((

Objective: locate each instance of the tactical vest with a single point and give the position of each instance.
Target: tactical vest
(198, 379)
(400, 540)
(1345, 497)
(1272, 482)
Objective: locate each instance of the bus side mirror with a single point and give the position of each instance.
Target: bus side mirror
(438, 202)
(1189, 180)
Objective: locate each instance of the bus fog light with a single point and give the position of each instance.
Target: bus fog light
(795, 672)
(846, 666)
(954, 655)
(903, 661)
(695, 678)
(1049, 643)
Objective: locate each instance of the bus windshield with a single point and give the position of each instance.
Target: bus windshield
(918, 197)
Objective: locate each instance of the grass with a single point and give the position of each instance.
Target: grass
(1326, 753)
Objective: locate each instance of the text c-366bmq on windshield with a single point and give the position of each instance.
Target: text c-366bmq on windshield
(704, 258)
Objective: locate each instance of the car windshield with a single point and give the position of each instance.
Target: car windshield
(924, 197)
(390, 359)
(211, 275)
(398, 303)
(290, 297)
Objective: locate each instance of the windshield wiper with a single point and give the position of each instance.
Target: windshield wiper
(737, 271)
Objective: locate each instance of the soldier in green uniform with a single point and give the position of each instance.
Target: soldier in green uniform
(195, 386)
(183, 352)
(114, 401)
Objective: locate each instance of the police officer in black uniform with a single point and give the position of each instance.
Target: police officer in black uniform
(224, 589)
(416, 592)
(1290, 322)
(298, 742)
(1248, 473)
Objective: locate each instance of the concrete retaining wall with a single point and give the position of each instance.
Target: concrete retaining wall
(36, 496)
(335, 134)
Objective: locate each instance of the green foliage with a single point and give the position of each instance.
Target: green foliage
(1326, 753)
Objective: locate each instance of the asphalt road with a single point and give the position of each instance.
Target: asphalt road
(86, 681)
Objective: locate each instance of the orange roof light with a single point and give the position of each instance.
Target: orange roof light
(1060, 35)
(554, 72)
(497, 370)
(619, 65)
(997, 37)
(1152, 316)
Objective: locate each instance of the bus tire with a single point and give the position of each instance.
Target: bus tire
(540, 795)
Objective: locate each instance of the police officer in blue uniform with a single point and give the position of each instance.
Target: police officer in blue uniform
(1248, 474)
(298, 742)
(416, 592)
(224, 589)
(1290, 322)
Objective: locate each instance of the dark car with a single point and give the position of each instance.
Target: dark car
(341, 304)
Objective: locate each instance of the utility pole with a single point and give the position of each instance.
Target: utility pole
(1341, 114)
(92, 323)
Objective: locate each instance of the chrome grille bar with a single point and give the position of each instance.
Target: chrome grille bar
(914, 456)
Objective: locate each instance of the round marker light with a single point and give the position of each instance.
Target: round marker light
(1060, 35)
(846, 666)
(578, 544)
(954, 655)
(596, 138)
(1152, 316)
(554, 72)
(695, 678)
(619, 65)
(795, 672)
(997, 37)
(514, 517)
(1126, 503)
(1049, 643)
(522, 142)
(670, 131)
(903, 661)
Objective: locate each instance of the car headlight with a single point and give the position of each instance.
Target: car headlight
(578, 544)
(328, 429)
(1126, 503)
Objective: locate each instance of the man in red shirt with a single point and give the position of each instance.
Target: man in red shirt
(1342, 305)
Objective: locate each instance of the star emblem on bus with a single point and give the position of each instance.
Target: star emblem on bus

))

* WHAT YOU SHOULD DO *
Rewrite the material above with every "single point" changed to "one point" and nothing else altered.

* TASK OUTPUT *
Objective: locate each instance of the tactical vest with a one point and give the position of each instance.
Target: tactical vest
(198, 379)
(400, 540)
(1345, 497)
(1272, 482)
Objective: locate each instance of the bus side mirror with a one point and give the position of each instance.
Target: bus side mirror
(438, 202)
(1189, 180)
Objective: locate each instance of the bus fog light with a one point and give the position of each instance.
Target: bus fog light
(795, 672)
(846, 666)
(954, 655)
(903, 661)
(695, 678)
(1049, 643)
Objective: locate each instance of the bus windshield with a one point and give the position of each instance.
Target: bus windshield
(918, 197)
Objective: locate each instance of the grass with a one point and give the position of each instance.
Target: grass
(1326, 753)
Objective: locate each instance of the text c-366bmq on windshield with a one point and give the position of each instance.
Target: text c-366bmq on windshield
(704, 258)
Objective: locate each instance of the car windshield with a one point and give the position of each instance.
Target: car windshield
(924, 197)
(390, 359)
(211, 275)
(398, 303)
(290, 297)
Objective: locate each instance of the windshield wiper with a one point and give the position of each instance.
Target: windshield wiper
(737, 271)
Objective: locate each instance of the soldier in green uniform with a one point and give the position of each instance.
Target: soldier in green uniform
(195, 386)
(183, 352)
(114, 401)
Objective: locate each instance of the police officer in black uniform with a one point and give the position of each instance.
Target: police officer in black uniform
(224, 589)
(416, 592)
(1290, 322)
(298, 742)
(1248, 473)
Objective: locate each instance of the concrete retaining wall with a one point and give the position of each instance.
Target: concrete retaining wall
(36, 496)
(335, 134)
Objective: locate each instance of the green foliage with a one point and give the position of each instance.
Target: green foliage
(1326, 753)
Objective: locate each instance of the asphalt road with a one point and give the position of each instance.
Target: asphalt road
(86, 681)
Objective: locate each instance of the orange roof light with a one point and give the position of each instance.
Target: orange roof light
(1060, 35)
(554, 72)
(497, 370)
(619, 65)
(997, 37)
(1152, 316)
Objective: locate each instance of the bus tire with a one point and give the position of each instance.
Target: bus tire
(540, 795)
Objective: locate each instance of the police officer in blue uniform with a one point and give the position of each instance.
Target: police officer in blue uniform
(1248, 474)
(298, 742)
(416, 592)
(224, 589)
(1290, 322)
Objective: locate each instance of the dark car with a one point and give the position of each instance.
Target: dark car
(341, 304)
Objective: locate each instance of the utility pole with a one point and give the position of each instance.
Target: utility pole
(1341, 114)
(92, 323)
Objective: locate each instance of the chrome grille bar with a one point and give the position of each instance.
Target: chrome grille bar
(914, 456)
Objective: locate each instance of the round marker light with a one point and give the position of each instance.
Target: round marker light
(1060, 35)
(846, 666)
(578, 544)
(954, 655)
(596, 138)
(1152, 316)
(554, 72)
(695, 678)
(619, 65)
(795, 672)
(997, 37)
(514, 517)
(1126, 503)
(1049, 643)
(522, 142)
(670, 131)
(903, 661)
Objective: locate each instance of the car headlight with a one point and give the position of each instance.
Target: car headlight
(578, 544)
(328, 429)
(1126, 503)
Objective: locate each instance of the man in red shirt with a one point and give the position of each instance.
Target: man in red shirt
(1342, 305)
Objective: locate each instance of the star emblem on bus with a one point and give the position of each instance.
Target: star emblem on bus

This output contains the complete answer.